_Work to do_: Starting with the line that contains "In this exercise you will find the grassy" and going on through the line that contains "[(131, 49), (71, 120), (60, 83), (12, 76), (57, 48)]", lay out each line in a Markdown table with the columns No. and Line. Number the lines in order in No., and leave out blank lines.
* Begin Data for processing *
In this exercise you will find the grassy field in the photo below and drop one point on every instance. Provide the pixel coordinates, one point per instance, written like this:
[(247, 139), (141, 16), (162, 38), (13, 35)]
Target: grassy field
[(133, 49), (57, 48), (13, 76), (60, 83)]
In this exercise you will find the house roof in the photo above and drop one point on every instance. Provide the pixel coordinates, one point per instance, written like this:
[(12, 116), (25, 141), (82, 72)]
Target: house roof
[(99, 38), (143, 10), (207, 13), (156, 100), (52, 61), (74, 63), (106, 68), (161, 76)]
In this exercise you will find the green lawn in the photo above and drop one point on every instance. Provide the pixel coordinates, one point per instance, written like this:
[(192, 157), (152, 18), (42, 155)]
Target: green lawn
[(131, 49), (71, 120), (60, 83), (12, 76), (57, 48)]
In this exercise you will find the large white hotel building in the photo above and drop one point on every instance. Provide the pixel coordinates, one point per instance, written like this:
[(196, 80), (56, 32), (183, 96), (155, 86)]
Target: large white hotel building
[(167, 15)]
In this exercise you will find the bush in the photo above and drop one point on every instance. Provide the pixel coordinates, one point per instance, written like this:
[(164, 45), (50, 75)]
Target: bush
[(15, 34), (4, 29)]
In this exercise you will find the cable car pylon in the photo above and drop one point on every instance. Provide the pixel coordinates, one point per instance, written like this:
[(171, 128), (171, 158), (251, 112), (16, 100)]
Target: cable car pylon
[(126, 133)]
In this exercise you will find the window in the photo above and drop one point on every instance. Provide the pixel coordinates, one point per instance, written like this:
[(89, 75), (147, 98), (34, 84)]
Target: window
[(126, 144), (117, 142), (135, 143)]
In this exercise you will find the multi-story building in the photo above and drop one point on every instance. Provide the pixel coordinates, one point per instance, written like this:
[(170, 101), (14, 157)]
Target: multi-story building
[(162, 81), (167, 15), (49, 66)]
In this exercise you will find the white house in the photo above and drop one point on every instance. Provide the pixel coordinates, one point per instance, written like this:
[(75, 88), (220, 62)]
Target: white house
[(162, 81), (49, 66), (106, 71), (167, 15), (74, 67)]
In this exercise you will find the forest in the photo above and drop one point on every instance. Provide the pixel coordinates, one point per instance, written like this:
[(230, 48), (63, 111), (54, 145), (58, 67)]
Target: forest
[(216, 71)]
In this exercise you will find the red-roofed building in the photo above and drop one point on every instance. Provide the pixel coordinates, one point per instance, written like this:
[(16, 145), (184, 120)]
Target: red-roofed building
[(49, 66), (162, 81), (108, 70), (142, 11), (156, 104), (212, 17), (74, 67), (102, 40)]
* End Data for processing *
* Begin Data for processing *
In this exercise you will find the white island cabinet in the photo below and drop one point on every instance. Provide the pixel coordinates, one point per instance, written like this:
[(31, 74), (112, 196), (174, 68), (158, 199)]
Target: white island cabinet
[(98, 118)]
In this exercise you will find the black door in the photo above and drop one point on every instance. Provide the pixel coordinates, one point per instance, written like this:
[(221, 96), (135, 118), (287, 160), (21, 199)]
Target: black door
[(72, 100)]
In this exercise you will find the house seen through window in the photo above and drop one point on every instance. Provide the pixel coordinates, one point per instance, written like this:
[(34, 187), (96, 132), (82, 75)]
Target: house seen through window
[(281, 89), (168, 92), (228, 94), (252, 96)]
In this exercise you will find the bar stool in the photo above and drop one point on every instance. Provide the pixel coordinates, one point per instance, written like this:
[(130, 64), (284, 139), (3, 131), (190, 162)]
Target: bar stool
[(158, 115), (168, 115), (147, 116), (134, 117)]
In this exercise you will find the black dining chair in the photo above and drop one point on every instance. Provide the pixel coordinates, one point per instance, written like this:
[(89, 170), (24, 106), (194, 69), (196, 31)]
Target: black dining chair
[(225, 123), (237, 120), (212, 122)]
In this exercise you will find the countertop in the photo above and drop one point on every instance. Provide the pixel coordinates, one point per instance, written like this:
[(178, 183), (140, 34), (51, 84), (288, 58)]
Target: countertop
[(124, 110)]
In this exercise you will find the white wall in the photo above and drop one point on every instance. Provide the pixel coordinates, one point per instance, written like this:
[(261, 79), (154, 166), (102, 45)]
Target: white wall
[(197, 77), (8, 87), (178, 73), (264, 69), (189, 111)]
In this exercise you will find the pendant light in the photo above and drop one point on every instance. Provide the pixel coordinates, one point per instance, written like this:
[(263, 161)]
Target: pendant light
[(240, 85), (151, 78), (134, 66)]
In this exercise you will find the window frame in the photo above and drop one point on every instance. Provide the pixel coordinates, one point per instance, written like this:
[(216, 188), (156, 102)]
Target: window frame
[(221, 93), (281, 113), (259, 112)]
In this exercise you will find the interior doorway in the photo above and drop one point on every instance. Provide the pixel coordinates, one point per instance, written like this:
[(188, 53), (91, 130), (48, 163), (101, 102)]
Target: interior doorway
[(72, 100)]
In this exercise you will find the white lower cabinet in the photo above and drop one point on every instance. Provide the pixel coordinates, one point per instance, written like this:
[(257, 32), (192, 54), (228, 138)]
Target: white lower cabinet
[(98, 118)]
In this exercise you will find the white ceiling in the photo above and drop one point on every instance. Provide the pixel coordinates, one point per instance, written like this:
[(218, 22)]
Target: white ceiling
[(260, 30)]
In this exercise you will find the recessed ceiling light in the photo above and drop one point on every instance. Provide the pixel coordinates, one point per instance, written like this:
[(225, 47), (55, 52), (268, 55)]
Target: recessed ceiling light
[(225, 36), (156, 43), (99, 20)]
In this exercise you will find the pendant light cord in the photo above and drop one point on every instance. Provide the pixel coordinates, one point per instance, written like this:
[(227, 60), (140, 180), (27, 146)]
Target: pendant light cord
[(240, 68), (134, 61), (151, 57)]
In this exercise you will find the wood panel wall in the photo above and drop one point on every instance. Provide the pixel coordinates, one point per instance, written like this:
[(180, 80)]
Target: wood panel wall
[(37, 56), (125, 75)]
* End Data for processing *
* Begin Data for processing *
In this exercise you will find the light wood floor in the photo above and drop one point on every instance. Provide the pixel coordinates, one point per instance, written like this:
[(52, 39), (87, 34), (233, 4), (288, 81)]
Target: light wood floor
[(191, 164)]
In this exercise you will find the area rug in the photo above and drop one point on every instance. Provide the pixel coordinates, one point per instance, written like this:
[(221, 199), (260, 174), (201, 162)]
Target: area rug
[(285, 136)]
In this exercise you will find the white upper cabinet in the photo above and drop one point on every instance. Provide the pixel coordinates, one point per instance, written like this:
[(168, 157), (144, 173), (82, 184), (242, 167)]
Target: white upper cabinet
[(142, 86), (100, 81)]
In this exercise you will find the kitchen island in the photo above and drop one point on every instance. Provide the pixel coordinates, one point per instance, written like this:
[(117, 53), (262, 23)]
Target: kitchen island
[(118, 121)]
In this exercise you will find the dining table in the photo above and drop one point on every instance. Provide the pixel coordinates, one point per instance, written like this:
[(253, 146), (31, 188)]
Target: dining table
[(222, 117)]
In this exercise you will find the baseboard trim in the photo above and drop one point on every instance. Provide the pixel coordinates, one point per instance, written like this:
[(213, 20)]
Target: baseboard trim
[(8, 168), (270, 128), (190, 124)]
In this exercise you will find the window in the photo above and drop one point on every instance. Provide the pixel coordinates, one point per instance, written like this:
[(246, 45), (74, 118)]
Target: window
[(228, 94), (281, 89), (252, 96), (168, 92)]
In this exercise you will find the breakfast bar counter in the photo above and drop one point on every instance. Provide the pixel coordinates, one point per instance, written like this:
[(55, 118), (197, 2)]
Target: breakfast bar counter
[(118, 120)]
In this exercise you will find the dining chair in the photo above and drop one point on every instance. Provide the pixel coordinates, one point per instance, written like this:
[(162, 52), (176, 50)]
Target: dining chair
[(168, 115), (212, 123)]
* End Data for processing *
_Result_:
| No. | Line |
|---|---|
| 1 | In this exercise you will find the grassy field in the photo below and drop one point on every instance. Provide the pixel coordinates, one point per instance, written like this: |
| 2 | [(247, 139), (141, 16), (162, 38), (13, 35)] |
| 3 | Target: grassy field |
| 4 | [(133, 49), (57, 48), (13, 76), (60, 83)] |
| 5 | In this exercise you will find the house roof in the photo above and drop one point on every instance. Provide the pixel coordinates, one point per instance, written like this: |
| 6 | [(12, 116), (25, 141), (82, 72)] |
| 7 | Target: house roof |
| 8 | [(99, 38), (143, 10), (207, 13), (156, 100), (52, 61), (74, 63), (106, 68), (161, 76)] |
| 9 | In this exercise you will find the green lawn in the photo above and drop one point on every instance. Provide the pixel coordinates, one point per instance, written like this: |
| 10 | [(192, 157), (152, 18), (42, 155)] |
| 11 | Target: green lawn |
| 12 | [(131, 49), (71, 120), (60, 83), (12, 76), (57, 48)] |